— begin ROWS —

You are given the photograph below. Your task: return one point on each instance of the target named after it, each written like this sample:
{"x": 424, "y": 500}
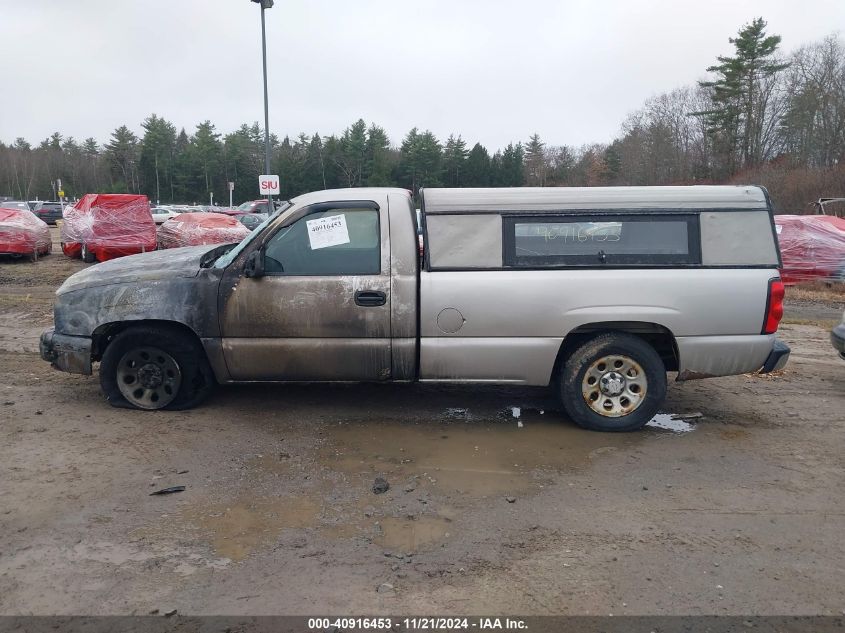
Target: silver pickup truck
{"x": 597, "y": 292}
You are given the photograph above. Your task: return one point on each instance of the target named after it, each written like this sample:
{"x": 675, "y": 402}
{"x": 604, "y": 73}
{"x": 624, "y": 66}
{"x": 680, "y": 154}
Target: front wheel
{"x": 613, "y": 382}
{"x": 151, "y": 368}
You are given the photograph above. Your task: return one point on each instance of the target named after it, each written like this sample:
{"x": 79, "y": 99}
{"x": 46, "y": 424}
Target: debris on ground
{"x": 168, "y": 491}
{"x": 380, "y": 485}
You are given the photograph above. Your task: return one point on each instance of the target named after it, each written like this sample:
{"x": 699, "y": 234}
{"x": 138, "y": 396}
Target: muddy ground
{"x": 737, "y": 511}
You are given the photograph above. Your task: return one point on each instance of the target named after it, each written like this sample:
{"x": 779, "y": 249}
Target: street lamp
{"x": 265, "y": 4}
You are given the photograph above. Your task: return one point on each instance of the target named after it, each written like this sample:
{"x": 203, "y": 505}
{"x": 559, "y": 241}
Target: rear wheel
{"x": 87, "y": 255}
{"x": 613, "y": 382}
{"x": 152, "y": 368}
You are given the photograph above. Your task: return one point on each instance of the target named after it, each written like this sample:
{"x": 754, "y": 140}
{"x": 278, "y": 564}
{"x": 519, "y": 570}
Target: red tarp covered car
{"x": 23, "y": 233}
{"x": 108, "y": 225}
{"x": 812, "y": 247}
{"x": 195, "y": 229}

— end ROWS —
— begin ROWS —

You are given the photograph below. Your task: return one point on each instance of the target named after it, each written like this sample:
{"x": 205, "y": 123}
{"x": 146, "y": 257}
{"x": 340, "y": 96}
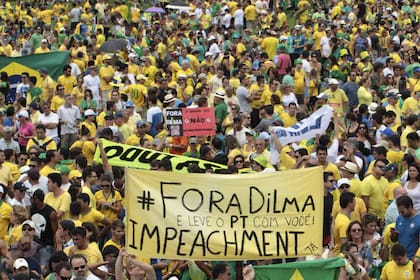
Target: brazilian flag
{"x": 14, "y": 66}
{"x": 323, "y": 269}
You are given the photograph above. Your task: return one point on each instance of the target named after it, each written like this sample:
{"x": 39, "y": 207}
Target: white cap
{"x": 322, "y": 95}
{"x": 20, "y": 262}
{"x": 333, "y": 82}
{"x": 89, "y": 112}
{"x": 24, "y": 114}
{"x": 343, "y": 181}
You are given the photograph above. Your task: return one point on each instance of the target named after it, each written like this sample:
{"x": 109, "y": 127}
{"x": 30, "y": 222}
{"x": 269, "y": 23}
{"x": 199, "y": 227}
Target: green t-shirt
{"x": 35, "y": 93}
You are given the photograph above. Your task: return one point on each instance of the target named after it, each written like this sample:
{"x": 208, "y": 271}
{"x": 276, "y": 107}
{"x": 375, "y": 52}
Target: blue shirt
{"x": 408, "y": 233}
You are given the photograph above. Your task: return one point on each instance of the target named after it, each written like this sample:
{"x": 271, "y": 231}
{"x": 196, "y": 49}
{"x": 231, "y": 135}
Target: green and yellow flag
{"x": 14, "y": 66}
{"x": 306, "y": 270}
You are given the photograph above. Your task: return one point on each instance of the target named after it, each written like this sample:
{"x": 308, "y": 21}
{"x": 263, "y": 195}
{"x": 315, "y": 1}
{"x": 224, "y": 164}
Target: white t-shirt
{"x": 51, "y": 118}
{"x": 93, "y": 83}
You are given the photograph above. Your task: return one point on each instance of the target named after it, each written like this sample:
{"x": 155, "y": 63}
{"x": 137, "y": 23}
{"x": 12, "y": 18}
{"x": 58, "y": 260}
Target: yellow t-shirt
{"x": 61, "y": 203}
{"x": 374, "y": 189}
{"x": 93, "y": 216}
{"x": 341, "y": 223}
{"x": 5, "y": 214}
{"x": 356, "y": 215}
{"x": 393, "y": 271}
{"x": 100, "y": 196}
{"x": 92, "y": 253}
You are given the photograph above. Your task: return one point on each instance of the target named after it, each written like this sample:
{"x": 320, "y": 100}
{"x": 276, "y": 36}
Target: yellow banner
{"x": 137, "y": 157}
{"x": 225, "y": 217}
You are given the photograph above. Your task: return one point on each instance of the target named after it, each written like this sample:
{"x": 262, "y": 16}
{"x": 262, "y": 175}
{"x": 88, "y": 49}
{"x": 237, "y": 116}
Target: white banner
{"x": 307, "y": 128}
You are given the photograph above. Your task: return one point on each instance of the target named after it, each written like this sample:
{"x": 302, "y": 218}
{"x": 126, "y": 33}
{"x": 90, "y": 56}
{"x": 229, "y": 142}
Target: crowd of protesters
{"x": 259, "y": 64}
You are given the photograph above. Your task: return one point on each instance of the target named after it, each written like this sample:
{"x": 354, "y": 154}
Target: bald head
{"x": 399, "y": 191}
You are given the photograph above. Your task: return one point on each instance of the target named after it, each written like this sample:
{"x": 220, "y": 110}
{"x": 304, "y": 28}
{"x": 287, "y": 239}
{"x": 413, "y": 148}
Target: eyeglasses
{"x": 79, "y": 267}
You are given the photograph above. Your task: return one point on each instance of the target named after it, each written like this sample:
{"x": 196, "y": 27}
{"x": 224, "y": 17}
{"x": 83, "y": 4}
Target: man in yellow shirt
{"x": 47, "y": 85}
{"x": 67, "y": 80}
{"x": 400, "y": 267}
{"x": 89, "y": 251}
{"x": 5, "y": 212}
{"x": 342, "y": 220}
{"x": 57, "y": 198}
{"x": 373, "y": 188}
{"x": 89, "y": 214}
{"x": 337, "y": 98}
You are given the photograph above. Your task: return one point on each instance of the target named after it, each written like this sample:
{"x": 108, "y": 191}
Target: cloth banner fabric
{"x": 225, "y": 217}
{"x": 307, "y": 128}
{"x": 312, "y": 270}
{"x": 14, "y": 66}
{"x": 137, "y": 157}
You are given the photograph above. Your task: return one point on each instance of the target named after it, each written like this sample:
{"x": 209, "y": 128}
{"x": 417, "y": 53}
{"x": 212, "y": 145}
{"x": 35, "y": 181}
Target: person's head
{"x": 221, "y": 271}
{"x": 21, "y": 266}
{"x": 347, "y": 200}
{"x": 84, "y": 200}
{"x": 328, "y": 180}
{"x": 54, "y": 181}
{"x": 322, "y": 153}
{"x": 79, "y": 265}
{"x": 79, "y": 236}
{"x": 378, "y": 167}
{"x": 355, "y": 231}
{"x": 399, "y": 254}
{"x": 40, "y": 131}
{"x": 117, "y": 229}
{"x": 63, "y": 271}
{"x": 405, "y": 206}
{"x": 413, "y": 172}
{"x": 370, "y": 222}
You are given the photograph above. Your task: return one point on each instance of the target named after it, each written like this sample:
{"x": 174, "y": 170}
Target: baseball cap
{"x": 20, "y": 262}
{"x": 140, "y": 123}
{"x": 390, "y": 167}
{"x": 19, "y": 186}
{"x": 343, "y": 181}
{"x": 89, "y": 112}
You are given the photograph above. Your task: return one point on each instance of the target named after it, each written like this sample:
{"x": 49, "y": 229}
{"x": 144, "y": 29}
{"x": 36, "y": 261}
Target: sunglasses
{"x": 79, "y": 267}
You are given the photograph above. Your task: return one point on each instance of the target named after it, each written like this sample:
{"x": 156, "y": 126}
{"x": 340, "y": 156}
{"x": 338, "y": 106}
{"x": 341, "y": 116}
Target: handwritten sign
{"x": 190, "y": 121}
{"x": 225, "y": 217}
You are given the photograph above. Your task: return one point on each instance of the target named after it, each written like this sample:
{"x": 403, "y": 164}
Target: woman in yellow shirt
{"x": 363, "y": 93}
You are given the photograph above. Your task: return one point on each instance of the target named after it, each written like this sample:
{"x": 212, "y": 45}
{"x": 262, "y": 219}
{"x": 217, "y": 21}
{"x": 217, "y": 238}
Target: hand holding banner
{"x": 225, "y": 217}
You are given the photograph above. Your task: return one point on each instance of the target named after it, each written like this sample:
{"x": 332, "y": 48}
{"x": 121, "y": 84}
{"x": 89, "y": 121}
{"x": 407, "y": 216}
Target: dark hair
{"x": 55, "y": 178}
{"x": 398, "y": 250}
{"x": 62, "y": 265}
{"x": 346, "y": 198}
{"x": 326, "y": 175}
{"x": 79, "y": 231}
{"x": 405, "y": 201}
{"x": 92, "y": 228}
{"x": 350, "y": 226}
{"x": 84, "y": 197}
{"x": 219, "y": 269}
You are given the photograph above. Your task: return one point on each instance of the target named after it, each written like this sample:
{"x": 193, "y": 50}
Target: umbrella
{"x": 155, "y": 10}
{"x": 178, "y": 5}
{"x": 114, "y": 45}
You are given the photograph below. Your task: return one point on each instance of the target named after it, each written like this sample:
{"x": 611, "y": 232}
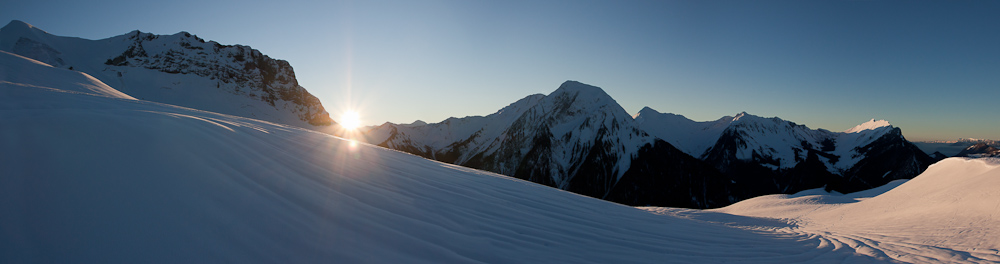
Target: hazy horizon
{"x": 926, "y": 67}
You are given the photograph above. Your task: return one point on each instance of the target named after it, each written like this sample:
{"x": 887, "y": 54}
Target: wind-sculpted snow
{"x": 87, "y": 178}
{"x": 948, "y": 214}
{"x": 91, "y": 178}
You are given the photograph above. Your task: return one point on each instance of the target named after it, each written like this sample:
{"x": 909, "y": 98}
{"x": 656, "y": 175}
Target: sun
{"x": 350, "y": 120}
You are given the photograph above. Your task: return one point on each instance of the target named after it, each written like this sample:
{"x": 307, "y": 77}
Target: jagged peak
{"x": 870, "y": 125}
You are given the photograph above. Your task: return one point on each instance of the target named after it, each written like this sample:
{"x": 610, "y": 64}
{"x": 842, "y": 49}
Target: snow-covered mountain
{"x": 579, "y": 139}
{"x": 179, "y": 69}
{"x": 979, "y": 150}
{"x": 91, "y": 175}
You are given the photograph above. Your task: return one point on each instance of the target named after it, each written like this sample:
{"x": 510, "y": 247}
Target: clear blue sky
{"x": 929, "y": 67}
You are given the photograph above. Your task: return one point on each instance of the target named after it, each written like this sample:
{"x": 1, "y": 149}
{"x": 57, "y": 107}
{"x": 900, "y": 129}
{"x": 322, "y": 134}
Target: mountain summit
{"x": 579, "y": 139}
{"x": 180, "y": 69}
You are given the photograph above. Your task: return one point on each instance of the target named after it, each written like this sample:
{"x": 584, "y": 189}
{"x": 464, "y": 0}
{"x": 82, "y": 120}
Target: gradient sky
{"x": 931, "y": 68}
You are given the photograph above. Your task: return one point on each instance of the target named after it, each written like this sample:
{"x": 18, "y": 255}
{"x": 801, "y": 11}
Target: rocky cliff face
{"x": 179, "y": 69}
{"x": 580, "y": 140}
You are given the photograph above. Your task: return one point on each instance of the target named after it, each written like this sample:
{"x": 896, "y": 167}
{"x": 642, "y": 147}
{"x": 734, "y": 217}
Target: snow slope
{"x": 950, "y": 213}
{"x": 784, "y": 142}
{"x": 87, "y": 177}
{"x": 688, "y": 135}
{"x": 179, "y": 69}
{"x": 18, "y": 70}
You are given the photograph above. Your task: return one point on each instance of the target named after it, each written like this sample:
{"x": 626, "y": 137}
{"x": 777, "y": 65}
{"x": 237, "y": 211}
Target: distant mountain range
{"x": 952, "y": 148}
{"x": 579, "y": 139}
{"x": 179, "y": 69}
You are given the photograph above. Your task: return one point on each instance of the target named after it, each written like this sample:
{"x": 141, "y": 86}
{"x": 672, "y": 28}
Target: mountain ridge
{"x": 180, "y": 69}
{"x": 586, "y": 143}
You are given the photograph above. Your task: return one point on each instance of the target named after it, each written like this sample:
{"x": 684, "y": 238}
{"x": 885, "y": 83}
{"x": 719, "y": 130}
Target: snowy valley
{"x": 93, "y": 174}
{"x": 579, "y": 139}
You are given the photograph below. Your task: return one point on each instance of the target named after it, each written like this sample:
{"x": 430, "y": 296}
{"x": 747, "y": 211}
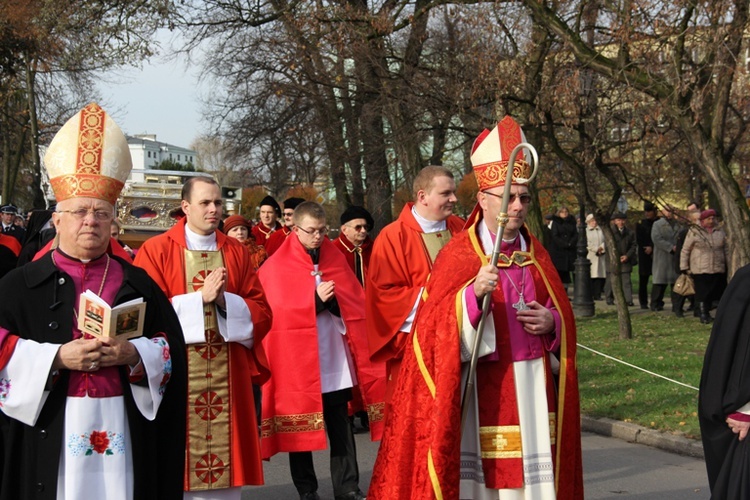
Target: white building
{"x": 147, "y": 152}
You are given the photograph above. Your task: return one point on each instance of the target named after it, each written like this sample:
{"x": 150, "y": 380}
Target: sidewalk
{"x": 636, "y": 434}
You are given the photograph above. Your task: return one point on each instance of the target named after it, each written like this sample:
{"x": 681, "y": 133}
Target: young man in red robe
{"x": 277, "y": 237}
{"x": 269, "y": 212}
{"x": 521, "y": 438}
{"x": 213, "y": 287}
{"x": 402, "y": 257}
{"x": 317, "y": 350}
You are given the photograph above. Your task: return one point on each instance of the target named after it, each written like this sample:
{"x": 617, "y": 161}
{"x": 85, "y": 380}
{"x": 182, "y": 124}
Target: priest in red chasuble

— end ROWS —

(WRITTEN EXERCISE):
Count how many lines of the data above contain the string "white", matching case exactly. Give only the number.

(RESPONSE TO THE EXERCISE):
4